Nothing but the lines from the one with "the red railcar?" to the final line should be returned, each exactly as it appears.
Start of Entries shown
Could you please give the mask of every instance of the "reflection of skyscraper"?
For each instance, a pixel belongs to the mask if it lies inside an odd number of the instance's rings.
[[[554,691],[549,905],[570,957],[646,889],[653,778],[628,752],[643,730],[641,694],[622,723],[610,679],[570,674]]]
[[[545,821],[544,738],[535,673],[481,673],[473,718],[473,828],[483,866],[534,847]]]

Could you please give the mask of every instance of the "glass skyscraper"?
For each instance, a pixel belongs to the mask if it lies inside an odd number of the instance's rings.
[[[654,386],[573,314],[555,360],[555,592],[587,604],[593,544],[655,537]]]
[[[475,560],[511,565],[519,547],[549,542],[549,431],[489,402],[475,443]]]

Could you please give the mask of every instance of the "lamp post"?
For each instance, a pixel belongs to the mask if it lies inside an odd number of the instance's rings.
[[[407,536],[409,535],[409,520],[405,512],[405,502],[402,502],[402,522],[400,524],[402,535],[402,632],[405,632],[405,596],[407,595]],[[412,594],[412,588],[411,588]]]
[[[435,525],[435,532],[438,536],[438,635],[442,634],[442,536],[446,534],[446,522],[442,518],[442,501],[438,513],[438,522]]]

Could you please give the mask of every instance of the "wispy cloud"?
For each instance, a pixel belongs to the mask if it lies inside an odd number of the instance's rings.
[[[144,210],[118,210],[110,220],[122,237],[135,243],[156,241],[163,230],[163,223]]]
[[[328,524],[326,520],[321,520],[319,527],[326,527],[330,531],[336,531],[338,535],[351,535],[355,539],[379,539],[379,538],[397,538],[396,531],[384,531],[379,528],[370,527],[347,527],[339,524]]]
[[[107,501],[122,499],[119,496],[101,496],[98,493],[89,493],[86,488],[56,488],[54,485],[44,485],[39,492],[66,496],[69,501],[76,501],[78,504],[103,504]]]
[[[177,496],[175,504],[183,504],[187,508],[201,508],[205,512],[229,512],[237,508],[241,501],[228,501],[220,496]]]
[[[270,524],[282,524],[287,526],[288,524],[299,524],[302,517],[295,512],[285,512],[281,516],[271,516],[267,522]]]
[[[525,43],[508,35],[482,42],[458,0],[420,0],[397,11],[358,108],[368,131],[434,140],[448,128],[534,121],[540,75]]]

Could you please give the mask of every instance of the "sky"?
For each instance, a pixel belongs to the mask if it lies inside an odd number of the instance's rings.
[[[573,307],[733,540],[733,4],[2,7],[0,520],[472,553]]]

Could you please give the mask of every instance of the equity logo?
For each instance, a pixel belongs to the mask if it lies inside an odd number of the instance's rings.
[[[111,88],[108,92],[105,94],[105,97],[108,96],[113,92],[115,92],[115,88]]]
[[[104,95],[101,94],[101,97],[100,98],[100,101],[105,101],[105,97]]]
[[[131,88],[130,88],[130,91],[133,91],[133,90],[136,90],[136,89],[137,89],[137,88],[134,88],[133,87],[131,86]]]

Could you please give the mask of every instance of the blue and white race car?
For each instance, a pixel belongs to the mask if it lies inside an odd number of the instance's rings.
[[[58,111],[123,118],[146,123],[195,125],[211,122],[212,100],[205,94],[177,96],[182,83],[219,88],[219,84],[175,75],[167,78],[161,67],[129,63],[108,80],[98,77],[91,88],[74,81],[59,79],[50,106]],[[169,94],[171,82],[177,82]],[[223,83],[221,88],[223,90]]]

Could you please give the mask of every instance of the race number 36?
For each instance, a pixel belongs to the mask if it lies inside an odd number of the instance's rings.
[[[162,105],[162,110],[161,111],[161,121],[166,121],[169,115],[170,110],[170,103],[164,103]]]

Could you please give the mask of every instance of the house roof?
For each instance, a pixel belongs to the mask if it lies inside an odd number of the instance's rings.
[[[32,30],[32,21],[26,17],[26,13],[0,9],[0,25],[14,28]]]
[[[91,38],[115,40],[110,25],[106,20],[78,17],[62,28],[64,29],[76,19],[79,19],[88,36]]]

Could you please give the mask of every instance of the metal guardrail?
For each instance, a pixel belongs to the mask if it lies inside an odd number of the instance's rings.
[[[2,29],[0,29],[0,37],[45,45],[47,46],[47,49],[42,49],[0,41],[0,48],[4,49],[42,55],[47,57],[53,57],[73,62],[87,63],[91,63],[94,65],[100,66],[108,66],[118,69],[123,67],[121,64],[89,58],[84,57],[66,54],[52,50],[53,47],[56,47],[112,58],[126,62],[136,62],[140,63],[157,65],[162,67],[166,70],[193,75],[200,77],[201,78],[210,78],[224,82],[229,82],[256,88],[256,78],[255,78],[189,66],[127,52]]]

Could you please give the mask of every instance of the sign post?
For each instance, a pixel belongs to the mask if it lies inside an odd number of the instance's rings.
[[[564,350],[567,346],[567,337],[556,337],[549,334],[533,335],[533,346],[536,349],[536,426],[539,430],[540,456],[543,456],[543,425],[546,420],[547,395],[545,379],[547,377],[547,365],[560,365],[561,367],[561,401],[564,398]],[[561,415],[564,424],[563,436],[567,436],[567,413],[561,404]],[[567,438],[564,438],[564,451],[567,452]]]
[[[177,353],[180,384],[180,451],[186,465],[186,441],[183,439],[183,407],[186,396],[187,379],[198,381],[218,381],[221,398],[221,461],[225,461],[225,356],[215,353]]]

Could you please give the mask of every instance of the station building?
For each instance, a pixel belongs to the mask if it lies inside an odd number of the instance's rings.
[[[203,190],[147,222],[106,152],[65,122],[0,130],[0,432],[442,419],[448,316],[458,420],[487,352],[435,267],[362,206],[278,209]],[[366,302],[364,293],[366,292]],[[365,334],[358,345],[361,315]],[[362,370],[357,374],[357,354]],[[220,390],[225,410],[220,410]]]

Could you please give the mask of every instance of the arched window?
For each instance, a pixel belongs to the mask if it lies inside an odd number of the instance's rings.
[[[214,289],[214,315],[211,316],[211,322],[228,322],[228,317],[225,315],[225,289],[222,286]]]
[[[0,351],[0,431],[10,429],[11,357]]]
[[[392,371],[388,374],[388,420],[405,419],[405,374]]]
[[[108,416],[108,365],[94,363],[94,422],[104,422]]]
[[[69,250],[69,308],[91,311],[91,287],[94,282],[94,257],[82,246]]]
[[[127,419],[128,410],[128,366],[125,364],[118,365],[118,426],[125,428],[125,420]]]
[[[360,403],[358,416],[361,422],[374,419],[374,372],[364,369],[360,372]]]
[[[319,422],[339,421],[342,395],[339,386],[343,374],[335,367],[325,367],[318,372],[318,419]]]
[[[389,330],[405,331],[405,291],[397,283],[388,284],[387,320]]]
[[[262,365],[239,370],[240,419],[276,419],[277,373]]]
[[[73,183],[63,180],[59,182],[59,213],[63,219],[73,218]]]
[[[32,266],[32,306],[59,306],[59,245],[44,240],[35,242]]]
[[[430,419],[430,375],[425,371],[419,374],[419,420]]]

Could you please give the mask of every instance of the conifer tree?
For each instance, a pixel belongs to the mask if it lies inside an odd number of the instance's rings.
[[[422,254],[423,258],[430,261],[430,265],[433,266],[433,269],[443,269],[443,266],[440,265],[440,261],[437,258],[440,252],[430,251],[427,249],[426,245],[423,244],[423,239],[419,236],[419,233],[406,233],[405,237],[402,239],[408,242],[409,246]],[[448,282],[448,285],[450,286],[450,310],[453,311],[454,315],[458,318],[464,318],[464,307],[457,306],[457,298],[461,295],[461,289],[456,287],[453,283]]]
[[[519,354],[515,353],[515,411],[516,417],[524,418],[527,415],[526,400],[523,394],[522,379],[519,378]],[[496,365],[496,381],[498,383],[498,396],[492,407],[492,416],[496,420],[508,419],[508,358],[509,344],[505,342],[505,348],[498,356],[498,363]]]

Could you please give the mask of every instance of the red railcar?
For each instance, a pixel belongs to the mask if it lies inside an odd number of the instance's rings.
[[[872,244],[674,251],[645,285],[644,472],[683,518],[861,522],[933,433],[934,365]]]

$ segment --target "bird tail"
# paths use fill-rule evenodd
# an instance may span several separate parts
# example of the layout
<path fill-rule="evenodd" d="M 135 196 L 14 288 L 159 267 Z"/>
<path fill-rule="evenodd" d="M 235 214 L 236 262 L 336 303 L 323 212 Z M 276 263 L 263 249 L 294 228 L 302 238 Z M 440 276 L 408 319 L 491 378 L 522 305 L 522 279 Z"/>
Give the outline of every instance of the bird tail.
End of Entries shown
#### [Final result]
Could you please give the mask of every instance of the red railcar?
For each instance, a pixel belongs to the mask if it lies inside an odd number of the instance's rings.
[[[872,244],[674,251],[645,285],[644,472],[683,518],[861,522],[933,433],[934,365]]]

$ segment --target "bird tail"
# paths use fill-rule evenodd
# an instance may span several separate parts
# example of the layout
<path fill-rule="evenodd" d="M 135 196 L 14 288 L 159 267 Z"/>
<path fill-rule="evenodd" d="M 235 214 L 236 262 L 336 303 L 323 212 Z M 276 263 L 263 249 L 294 228 L 302 238 Z M 440 276 L 408 319 L 491 378 L 522 305 L 522 279 Z"/>
Give the outline of every instance of the bird tail.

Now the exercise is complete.